Exercise →
Rewrite everything from the line containing "Target: person in dark coat" down to the end of the material, swapping "pixel coordinates" for "image coordinates" and keeping all else the same.

━━ Supplied records ━━

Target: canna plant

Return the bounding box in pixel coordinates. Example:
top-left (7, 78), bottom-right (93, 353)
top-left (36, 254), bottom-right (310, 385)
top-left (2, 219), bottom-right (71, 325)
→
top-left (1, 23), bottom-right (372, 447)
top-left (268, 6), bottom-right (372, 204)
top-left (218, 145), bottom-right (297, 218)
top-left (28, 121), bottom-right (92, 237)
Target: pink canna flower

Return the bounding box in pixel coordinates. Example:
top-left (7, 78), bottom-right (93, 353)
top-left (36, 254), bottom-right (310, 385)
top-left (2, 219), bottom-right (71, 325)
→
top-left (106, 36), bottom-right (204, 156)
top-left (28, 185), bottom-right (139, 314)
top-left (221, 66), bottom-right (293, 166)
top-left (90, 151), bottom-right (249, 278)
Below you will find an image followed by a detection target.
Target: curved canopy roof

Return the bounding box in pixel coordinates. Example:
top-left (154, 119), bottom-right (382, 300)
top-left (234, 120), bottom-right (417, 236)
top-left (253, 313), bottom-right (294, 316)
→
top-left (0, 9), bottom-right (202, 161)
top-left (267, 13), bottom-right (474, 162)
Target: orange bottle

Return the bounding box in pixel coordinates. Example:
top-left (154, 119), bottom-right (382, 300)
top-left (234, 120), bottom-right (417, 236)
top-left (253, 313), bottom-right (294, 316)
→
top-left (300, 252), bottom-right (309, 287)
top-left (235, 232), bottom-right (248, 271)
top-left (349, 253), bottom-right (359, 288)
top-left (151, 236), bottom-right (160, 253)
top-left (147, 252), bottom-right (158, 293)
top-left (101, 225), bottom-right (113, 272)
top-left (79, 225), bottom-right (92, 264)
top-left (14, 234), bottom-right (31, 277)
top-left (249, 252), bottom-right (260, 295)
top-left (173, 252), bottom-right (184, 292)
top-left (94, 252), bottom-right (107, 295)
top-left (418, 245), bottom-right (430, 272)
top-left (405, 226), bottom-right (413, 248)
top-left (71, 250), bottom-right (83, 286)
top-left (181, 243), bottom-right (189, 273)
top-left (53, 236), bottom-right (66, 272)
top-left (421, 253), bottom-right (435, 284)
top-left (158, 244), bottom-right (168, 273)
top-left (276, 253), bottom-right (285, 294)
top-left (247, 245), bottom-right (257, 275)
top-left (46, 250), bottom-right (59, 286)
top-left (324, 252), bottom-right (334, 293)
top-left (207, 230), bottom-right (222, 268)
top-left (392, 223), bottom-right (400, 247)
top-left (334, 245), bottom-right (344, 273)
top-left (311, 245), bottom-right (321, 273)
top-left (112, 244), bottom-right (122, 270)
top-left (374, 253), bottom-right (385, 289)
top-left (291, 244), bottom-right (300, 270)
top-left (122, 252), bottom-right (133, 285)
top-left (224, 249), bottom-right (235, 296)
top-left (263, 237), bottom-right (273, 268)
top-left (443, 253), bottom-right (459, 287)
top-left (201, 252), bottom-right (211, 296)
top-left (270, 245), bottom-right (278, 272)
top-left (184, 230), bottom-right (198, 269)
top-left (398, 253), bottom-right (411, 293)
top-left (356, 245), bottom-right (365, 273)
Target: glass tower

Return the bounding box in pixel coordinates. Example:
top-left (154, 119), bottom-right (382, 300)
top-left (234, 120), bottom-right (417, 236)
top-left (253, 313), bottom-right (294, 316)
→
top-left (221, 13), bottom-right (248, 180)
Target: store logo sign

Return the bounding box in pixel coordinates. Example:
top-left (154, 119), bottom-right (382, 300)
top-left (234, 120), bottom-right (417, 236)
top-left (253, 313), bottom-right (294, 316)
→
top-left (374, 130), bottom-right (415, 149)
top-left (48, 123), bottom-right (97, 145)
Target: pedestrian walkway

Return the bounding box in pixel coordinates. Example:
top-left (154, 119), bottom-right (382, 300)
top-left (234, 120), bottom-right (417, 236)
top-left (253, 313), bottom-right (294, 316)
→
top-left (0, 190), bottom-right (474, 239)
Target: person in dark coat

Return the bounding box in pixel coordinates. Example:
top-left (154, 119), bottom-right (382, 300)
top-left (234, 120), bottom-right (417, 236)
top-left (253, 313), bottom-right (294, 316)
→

━━━

Exercise solution →
Target: person in dark coat

Return the bounding box in image coordinates. Example:
top-left (154, 119), bottom-right (382, 300)
top-left (234, 120), bottom-right (417, 236)
top-left (253, 313), bottom-right (294, 316)
→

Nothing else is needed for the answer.